◆ **EXTRAIT SOURCE**
····················
Le Covid au secours de la Présidence
Il est à porter au crédit du Président Saïed la formidable accélération de la campagne de vaccination contre le Covid-19, qui commençait à occasionner des ravages dans tout le pays depuis le printemps et l’avait propulsé au premier rang des pays africains en nombre de contaminations et de décès par l’OMS début juillet. En sollicitant le soutien de l’armée, Kaïs Saïed a démultiplié le nombre des vaccinations, qui patinait à l’époque de Hichem Mechichi et de son ministre de la Santé Faouzi Mehdi, la faute à une mauvaise coordination entre les différents services et à un personnel soignant mené au bord de la rupture par la gestion de la pandémie depuis plus d’une année.
Autre bénéfice non négligeable. Kaïs Saïed se positionne de fait comme grand ordonnateur et organisateur de la protection de la population, fait l’éloge de la « volonté » tunisienne et apparait comme ce général déterminé menant ses preux soldats à l’assaut du coronavirus.
····················
◆ **ÉNONCÉ**
Comment traduire en anglais cette phrase de l'extrait sur la vaccination contre le Covid-19 : « En sollicitant le soutien de l’armée, Kaïs Saïed a démultiplié le nombre des vaccinations, qui patinait à l’époque de Hichem Mechichi et de son ministre de la Santé Faouzi Mehdi, la faute à une mauvaise coordination entre les différents services et à un personnel soignant mené au bord de la rupture par la gestion de la pandémie depuis plus d’une année. » ? Les entrées ne sont d'aucune utilité ici.

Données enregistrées
····················
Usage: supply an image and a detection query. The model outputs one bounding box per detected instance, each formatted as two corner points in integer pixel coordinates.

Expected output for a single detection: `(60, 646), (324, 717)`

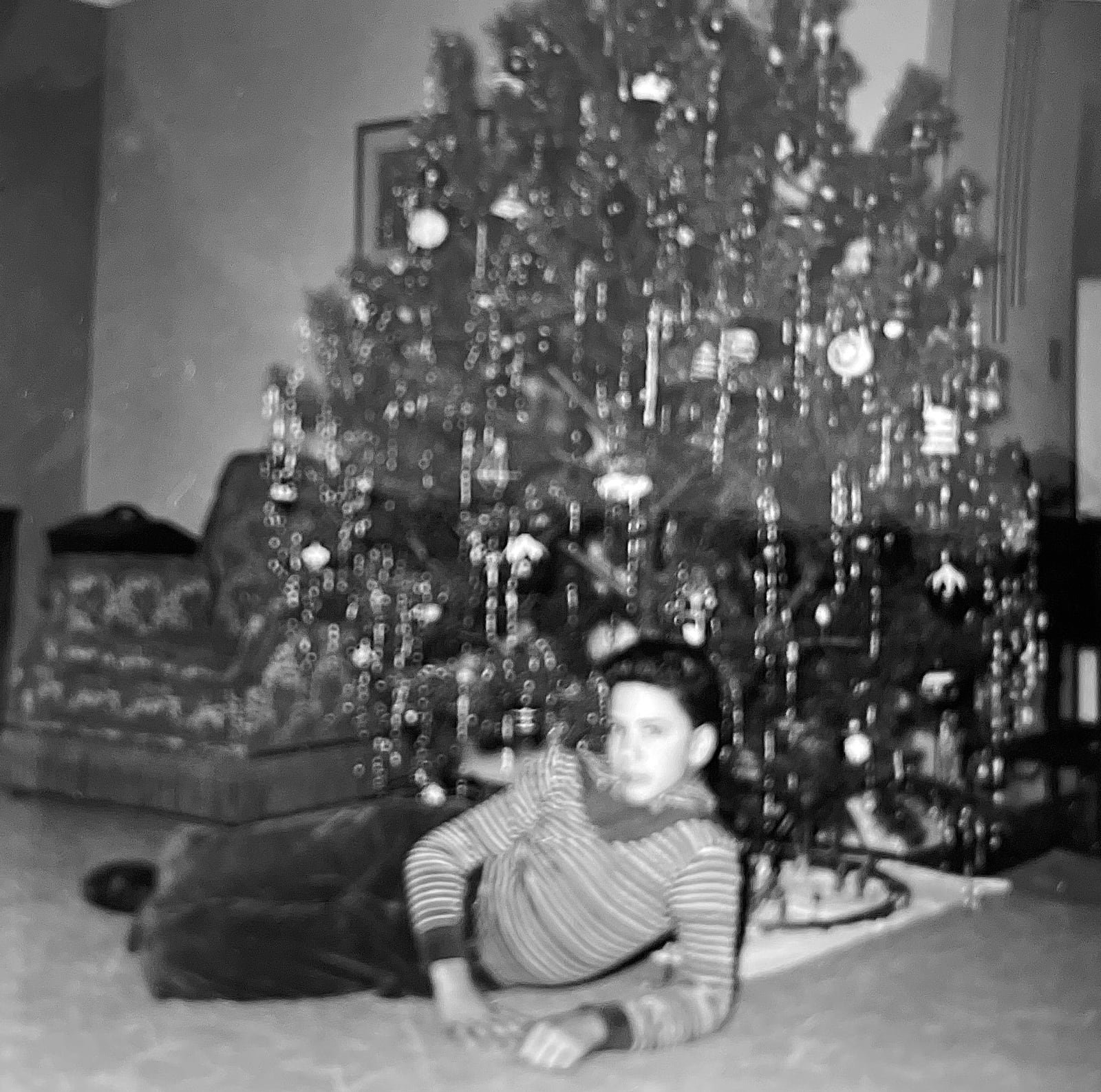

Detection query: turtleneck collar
(578, 752), (716, 842)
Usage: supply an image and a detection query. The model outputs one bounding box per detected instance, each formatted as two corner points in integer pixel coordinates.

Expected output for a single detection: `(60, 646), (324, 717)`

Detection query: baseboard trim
(0, 725), (383, 824)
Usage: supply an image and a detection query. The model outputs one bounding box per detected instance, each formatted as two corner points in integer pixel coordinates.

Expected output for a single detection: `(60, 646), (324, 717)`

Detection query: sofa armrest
(41, 554), (211, 639)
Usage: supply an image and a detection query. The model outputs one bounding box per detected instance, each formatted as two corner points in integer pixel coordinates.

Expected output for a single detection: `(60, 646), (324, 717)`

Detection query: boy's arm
(582, 846), (742, 1050)
(405, 749), (560, 963)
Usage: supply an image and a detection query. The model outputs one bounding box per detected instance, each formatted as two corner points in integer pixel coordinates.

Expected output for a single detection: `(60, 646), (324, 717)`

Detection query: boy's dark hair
(600, 637), (730, 799)
(600, 637), (753, 960)
(600, 637), (723, 731)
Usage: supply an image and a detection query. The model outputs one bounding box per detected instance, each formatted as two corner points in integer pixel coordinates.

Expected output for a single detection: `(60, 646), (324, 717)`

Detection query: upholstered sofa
(0, 453), (506, 821)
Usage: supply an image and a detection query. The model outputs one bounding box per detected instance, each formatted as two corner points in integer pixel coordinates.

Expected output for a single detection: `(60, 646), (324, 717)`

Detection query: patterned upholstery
(8, 453), (405, 752)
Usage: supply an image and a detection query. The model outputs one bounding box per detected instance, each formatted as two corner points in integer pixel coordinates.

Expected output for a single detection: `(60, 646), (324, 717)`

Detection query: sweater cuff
(578, 1002), (634, 1050)
(417, 923), (467, 963)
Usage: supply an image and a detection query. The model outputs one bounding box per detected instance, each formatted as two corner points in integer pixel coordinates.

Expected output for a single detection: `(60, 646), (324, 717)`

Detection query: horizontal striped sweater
(405, 747), (741, 1049)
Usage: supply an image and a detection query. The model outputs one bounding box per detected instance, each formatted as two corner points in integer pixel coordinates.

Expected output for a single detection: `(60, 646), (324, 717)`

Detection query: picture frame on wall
(354, 118), (416, 259)
(354, 110), (498, 260)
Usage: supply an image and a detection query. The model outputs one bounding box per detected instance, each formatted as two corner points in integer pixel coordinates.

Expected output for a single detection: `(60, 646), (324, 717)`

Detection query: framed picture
(354, 110), (498, 259)
(354, 118), (416, 257)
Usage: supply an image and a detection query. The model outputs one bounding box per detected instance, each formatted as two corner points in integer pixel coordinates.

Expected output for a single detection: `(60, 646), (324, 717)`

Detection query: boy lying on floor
(132, 641), (745, 1068)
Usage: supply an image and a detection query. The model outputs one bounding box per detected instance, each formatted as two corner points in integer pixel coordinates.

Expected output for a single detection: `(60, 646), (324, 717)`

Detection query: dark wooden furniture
(0, 508), (19, 709)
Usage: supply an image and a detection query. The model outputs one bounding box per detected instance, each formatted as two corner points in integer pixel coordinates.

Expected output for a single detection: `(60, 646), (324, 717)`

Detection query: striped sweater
(405, 747), (741, 1049)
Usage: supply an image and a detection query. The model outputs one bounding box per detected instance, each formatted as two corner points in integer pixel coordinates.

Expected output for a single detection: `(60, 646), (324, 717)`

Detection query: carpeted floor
(0, 796), (1101, 1092)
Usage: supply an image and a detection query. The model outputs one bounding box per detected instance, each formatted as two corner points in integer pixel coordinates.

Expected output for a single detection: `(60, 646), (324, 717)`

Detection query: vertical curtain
(992, 0), (1051, 343)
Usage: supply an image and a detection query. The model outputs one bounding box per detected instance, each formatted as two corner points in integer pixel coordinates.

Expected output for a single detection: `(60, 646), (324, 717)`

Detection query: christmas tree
(257, 0), (1045, 850)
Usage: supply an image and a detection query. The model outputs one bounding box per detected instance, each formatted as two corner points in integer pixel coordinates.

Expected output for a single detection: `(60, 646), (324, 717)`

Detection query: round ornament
(631, 72), (673, 106)
(268, 481), (299, 504)
(699, 11), (735, 52)
(844, 732), (872, 766)
(301, 542), (332, 572)
(420, 782), (447, 808)
(406, 208), (450, 250)
(677, 224), (696, 250)
(921, 405), (960, 458)
(919, 668), (960, 705)
(420, 160), (447, 191)
(489, 183), (532, 224)
(826, 327), (875, 378)
(719, 326), (761, 367)
(409, 603), (444, 625)
(681, 621), (707, 648)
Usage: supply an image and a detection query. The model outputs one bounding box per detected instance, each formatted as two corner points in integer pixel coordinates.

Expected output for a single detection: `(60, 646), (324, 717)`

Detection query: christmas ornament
(585, 619), (639, 666)
(405, 208), (450, 250)
(772, 160), (824, 213)
(504, 45), (532, 78)
(631, 72), (673, 105)
(420, 782), (447, 808)
(826, 326), (875, 378)
(268, 481), (299, 504)
(719, 326), (761, 367)
(504, 532), (547, 579)
(409, 603), (444, 625)
(349, 292), (371, 326)
(593, 470), (654, 504)
(841, 237), (872, 277)
(844, 731), (872, 766)
(301, 542), (332, 572)
(690, 341), (719, 382)
(918, 668), (959, 705)
(489, 183), (532, 224)
(925, 550), (970, 622)
(475, 436), (516, 491)
(921, 405), (960, 458)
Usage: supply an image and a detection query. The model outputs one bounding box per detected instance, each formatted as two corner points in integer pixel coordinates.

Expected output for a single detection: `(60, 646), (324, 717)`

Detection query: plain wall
(0, 0), (105, 654)
(86, 0), (929, 537)
(952, 0), (1101, 495)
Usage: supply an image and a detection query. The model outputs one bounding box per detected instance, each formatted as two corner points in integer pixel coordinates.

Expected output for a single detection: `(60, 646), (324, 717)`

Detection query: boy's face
(608, 683), (716, 804)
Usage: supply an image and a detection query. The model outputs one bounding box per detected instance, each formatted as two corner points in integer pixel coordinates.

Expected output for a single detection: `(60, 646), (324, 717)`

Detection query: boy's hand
(428, 960), (524, 1047)
(520, 1011), (608, 1069)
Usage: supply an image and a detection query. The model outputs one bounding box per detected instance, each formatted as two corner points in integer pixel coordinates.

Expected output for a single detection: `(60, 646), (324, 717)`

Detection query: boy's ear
(688, 725), (719, 769)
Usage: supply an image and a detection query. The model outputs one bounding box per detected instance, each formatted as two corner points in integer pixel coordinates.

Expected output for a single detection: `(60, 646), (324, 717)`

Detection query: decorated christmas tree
(257, 0), (1045, 854)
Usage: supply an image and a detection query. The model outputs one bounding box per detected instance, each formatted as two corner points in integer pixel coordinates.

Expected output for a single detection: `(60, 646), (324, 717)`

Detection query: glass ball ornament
(842, 732), (872, 766)
(268, 481), (299, 504)
(826, 327), (875, 378)
(631, 72), (673, 106)
(719, 326), (761, 367)
(699, 11), (735, 47)
(417, 160), (447, 191)
(405, 206), (450, 250)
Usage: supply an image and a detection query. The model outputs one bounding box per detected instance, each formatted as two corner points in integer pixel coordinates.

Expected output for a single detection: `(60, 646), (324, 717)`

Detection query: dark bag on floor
(46, 504), (200, 557)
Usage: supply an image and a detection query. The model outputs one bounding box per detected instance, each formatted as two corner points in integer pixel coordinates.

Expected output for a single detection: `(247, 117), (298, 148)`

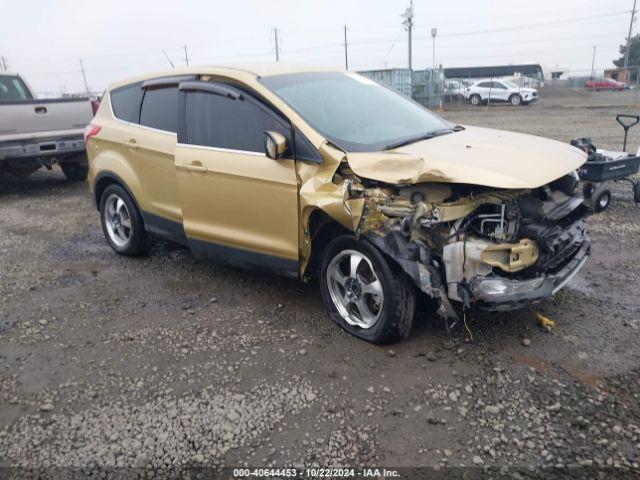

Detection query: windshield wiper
····················
◆ **RÉSULTAT ATTENDU**
By enlisting the support of the army, Kaïs Saïed greatly increased the number of vaccinations, which had stalled in the days of Hichem Mechichi and his health minister Faouzi Mehdi, owing to poor coordination between the various services and to healthcare staff pushed to the breaking point by more than a year of managing the pandemic.